- Required task
Shorten the paragraph of the news story on Haiti's earthquake risk that begins "More than 50 aftershocks" into a brief bulleted list that keeps its main facts.

== Page

By Mica Rosenberg:
PORT-AU-PRINCE, Haiti (Reuters) -- Haiti should be preparing for another major earthquake that could be triggered by the catastrophic one last month which killed up to 200,000 people and left the capital Port-au-Prince in ruins, experts say.
Teams of geophysicists, who have been tracking movements in the fault line that slashes across Haiti and into the Dominican Republic, came to the nation last week to measure changes in the Earth's crust after the 7.0-magnitude quake on January 12.
Increased pressure on the fault after the quake could unleash another of the same size or bigger, although scientists acknowledge they have no way of knowing exactly when or where it will hit.
"Faults are always waiting for the right moment but if another earthquake gives them a little kick they go before their time," said Eric Calais, a professor of geophysics from Purdue University in Indiana, who is leading the seismology project in Haiti.
Preliminary calculations by his group show the January 12 quake could be the "little kick" that sets off another temblor along the 186 mile fault where two regional tectonic plates have been scraping together for millions of years.
More than 50 aftershocks, including one measuring 5.9 magnitude, have shaken Port-au-Prince after last month's quake. The US Geological Survey says the aftershock sequence will continue for months, "if not years", and "damaging earthquakes will remain possible in the coming months".

====
== Provided data

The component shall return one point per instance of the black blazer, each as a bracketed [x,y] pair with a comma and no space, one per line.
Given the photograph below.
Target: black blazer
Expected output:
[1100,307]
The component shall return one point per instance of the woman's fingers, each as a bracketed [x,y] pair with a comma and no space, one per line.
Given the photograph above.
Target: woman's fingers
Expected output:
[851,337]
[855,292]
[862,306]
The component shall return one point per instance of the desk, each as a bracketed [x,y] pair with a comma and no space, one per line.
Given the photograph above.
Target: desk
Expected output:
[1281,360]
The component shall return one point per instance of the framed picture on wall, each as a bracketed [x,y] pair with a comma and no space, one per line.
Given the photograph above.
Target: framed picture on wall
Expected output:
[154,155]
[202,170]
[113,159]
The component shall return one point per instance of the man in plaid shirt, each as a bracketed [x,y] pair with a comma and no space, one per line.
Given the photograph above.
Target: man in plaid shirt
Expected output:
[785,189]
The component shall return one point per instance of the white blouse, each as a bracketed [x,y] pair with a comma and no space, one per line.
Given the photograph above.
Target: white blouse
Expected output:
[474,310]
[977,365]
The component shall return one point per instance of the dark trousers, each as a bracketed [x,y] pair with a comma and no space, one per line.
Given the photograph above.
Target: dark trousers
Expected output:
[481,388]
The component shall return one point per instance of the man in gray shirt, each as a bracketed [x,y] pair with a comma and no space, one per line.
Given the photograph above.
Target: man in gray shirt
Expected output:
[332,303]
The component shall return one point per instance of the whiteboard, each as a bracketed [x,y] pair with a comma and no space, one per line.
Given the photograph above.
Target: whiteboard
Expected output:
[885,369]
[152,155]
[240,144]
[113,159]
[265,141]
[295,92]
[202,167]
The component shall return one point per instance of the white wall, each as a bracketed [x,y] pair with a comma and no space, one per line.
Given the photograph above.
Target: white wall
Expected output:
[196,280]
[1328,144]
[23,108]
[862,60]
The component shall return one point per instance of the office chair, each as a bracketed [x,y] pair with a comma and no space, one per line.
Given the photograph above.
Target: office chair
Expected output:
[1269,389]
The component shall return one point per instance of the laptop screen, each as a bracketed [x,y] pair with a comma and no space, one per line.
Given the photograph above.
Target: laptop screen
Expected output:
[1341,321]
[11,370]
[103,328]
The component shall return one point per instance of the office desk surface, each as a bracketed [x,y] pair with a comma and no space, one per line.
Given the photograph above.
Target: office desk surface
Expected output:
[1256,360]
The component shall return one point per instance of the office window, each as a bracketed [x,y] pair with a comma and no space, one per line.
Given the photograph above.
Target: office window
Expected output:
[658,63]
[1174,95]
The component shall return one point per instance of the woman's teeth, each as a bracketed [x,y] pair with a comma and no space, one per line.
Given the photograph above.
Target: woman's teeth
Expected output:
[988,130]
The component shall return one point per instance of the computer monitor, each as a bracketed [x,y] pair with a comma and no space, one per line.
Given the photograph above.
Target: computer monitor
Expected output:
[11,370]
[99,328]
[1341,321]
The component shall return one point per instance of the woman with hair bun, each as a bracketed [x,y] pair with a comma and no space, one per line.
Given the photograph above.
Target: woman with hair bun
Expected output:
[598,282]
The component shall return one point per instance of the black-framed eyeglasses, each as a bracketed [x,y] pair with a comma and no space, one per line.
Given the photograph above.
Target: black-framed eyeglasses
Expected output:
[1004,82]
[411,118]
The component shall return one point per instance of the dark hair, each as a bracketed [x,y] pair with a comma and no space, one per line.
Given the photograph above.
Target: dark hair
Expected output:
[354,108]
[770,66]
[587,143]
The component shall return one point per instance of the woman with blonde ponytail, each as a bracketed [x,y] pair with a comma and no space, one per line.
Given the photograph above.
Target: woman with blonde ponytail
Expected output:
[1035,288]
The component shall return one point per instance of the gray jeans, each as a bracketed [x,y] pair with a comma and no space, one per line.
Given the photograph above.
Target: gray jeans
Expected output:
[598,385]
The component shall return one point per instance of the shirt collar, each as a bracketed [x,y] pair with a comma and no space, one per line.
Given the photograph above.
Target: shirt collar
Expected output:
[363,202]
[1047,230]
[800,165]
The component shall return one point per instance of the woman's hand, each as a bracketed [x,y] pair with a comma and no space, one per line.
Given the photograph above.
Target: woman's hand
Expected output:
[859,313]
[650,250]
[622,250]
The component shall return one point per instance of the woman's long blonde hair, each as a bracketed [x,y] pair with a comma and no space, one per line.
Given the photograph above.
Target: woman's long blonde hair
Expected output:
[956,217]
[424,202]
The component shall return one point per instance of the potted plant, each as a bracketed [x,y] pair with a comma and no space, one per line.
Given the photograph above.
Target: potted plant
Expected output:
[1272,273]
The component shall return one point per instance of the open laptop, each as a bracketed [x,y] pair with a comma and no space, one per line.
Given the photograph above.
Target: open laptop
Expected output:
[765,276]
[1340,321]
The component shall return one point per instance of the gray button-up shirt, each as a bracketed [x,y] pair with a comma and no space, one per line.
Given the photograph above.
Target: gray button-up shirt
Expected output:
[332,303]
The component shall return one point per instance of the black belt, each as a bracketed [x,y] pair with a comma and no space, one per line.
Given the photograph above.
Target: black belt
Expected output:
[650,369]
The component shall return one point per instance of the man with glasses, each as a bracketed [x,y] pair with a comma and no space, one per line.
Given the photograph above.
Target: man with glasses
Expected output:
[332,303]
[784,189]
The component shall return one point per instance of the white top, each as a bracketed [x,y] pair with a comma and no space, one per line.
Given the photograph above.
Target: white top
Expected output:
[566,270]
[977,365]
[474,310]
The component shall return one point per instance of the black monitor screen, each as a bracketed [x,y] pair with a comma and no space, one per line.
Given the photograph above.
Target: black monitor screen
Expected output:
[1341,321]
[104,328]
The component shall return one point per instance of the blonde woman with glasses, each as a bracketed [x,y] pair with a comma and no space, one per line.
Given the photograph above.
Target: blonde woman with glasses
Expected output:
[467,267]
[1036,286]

====
== Provided data

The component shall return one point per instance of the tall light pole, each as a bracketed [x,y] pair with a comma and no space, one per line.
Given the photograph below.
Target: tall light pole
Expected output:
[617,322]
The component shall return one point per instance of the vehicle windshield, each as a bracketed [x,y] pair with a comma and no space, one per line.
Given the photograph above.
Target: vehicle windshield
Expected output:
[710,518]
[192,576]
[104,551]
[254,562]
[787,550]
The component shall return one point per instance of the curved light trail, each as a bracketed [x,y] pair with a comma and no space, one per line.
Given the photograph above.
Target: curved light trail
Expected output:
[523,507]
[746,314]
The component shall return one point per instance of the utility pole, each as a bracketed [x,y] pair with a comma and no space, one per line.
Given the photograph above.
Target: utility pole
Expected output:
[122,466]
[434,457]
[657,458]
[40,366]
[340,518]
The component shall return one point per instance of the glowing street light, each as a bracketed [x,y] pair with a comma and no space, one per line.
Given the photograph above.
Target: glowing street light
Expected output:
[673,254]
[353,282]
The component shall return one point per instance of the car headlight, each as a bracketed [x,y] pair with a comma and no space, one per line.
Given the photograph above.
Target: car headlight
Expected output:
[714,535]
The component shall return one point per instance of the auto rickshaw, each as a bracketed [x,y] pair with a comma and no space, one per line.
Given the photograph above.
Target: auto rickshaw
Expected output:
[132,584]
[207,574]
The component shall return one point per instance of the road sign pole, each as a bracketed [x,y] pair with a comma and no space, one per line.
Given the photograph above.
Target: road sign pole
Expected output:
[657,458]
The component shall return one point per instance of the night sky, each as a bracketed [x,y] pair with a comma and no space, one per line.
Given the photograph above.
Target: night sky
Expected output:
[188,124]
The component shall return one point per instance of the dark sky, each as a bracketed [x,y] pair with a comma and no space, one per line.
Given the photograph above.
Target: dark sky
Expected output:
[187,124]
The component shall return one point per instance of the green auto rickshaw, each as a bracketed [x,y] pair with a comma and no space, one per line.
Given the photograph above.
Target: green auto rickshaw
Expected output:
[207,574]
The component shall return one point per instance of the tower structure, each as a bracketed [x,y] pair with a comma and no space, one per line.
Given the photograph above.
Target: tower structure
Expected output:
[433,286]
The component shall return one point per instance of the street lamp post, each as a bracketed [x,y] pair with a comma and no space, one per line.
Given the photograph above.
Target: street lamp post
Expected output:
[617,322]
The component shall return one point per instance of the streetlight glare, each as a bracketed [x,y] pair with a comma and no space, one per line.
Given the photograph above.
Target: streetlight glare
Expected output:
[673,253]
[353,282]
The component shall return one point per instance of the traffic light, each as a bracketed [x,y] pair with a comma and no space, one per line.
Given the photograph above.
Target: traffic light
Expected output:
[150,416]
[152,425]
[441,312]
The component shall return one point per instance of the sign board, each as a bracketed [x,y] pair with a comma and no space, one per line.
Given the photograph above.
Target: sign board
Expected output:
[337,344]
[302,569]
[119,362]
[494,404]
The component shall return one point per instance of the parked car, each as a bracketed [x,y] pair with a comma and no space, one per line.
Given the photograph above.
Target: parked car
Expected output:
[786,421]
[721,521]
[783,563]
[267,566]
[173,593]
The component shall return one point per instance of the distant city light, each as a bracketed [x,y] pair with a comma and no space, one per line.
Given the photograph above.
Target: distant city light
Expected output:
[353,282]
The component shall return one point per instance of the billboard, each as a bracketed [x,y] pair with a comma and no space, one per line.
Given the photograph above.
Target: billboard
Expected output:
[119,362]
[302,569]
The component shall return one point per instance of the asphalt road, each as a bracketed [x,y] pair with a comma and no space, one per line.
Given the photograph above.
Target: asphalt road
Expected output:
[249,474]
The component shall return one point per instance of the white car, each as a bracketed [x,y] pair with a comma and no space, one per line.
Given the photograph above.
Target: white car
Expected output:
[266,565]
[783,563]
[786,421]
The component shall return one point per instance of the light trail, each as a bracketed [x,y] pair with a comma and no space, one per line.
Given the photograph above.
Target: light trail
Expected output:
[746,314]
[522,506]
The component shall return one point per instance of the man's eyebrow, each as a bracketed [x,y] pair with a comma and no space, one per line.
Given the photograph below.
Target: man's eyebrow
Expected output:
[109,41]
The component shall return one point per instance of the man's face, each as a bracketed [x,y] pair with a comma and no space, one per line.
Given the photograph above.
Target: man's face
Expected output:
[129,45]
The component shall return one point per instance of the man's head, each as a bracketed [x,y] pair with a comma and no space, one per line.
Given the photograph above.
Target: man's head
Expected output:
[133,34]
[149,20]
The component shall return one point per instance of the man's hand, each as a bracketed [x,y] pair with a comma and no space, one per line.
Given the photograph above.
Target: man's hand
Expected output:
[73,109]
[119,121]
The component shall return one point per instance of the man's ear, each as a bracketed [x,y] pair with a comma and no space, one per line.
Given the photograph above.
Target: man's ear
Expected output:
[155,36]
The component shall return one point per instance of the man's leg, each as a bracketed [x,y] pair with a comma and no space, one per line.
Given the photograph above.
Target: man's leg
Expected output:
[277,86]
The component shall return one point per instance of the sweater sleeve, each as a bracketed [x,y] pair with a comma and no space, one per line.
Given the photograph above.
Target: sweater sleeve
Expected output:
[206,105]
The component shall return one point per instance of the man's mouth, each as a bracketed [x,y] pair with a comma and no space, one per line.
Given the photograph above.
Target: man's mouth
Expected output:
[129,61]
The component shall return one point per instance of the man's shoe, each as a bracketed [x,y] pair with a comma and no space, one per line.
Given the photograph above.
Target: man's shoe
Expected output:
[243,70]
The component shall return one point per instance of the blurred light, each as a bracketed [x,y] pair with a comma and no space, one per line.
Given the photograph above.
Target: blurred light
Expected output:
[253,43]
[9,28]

====
== Provided data

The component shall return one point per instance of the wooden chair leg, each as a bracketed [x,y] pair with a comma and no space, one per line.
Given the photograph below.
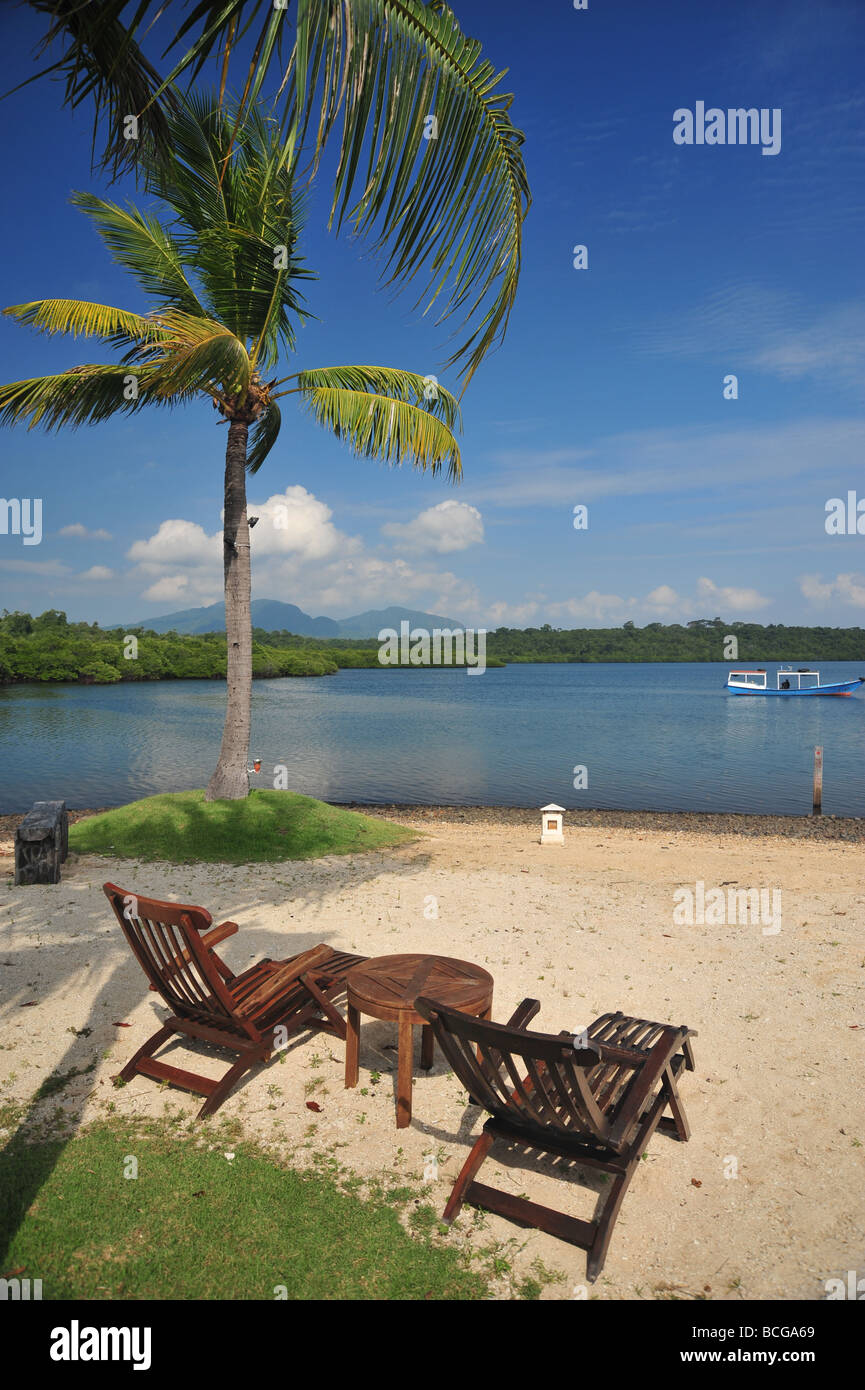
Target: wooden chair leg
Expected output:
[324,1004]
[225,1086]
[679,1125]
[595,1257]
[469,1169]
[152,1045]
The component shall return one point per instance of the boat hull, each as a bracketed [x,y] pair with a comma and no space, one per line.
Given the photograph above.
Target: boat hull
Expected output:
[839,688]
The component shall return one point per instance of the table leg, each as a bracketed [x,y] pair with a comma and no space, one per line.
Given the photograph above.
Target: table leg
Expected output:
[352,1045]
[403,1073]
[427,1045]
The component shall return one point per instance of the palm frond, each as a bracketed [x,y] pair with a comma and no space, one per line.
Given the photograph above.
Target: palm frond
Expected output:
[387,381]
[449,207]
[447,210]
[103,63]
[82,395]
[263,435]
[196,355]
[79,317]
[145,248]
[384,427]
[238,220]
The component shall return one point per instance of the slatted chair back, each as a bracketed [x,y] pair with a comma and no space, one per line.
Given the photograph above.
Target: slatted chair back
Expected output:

====

- Solution for this task
- Over 50 aftershocks, one of them 5.9 magnitude, have shaken Port-au-Prince since last month's quake.
- The US Geological Survey says aftershocks will go on for months, "if not years."
- It warns that damaging earthquakes will remain possible in the coming months.